Task statement:
For each entry, output its words exactly and leave any picture behind.

Records for processing:
--- START ---

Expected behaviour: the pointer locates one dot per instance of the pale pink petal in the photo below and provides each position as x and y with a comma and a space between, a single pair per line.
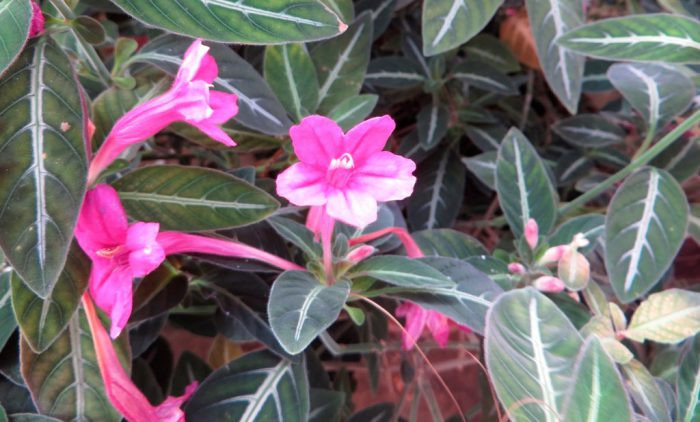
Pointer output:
385, 176
368, 137
317, 140
353, 207
145, 252
303, 184
102, 222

--- END ---

Answer:
Expected behaviour: the pointer locates one dot per instance of the pale pink petal in the photo below and provides each position as x and y with a comma and a space between, a single pair per line.
Pointer output:
385, 176
368, 137
317, 140
353, 207
145, 252
303, 184
102, 222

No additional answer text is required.